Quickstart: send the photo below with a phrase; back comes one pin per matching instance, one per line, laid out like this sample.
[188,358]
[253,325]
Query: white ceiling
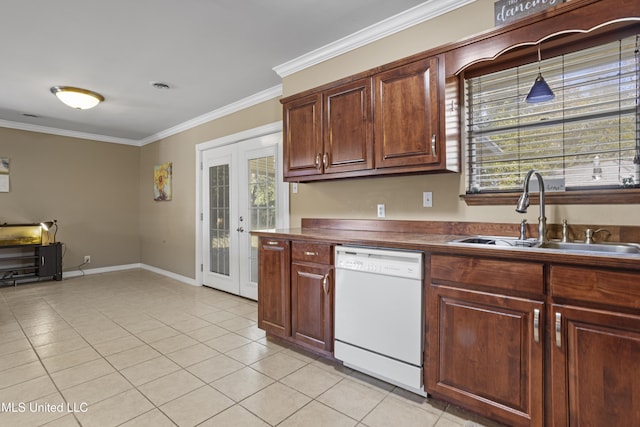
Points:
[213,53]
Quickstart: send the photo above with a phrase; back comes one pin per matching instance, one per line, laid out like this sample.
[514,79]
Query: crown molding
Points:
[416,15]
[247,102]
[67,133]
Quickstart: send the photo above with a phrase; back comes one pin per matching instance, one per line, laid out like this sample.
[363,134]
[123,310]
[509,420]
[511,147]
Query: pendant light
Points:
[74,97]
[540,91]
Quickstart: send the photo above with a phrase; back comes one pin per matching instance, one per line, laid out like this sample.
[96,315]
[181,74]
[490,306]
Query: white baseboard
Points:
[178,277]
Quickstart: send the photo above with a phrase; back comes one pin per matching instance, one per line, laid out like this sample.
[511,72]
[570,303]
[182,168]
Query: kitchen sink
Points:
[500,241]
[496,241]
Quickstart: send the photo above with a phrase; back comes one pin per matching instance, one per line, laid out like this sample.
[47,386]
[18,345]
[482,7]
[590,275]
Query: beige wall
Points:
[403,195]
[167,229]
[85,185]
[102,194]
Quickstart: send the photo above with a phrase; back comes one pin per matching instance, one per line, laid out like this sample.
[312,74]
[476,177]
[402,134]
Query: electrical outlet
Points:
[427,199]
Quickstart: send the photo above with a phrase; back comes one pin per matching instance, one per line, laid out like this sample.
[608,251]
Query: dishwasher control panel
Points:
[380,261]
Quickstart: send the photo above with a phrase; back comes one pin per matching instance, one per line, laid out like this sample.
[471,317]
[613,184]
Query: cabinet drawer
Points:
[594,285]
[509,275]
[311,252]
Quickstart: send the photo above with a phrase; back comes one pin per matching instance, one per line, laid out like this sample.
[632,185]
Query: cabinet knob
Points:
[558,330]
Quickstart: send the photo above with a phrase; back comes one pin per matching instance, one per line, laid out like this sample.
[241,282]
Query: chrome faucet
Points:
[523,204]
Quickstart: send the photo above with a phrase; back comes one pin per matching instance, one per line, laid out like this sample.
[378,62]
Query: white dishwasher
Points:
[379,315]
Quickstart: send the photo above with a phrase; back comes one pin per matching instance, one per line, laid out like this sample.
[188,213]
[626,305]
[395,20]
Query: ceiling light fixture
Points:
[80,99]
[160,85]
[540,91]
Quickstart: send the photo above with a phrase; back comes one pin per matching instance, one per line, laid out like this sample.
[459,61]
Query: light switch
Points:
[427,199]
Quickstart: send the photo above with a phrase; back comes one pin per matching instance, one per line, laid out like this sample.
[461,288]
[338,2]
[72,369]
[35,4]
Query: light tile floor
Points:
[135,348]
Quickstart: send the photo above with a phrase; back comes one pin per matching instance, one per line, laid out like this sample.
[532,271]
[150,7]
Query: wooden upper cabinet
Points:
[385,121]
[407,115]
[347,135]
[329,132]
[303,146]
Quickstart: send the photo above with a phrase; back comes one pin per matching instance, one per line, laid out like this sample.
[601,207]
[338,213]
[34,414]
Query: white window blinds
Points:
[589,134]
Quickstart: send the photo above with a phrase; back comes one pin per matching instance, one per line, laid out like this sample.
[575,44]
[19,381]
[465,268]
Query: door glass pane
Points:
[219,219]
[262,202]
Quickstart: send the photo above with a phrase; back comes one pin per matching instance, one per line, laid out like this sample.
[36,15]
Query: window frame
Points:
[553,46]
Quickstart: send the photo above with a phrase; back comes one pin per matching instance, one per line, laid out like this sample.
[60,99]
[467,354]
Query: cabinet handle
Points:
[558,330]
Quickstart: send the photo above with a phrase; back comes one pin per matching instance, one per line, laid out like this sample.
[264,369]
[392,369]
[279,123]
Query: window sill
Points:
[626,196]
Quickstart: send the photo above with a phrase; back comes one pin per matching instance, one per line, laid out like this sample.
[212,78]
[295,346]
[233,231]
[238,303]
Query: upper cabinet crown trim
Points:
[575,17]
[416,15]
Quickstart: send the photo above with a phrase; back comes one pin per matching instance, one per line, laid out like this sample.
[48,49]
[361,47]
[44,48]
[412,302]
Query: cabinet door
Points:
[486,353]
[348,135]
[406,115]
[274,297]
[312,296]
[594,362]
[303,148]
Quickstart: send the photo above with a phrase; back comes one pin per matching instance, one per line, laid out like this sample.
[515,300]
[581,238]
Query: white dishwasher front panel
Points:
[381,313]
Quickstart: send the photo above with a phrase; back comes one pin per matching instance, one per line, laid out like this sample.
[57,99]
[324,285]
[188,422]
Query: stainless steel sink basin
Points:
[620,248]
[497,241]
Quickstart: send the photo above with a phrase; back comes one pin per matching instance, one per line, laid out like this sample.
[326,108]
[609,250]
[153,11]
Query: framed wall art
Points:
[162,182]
● ● ●
Task objective:
Looking at the records above, please output exactly the lines that run from the one holding "Query: white dishwasher front panel" to the final line, and only those.

Problem solution:
Query: white dishwasher front panel
Points:
[381,313]
Quickstart: send the photo above with a phrase; back comes one pin per matching instance, one per line, laid out like this sample.
[57,99]
[324,285]
[188,422]
Query: stainless steel sink basin
Points:
[620,248]
[497,241]
Quickstart: send the photo above with a phrase; back comes one pin per matching instance, one per line, laid out like this sample.
[326,108]
[609,250]
[153,11]
Query: framed wall art
Points:
[162,182]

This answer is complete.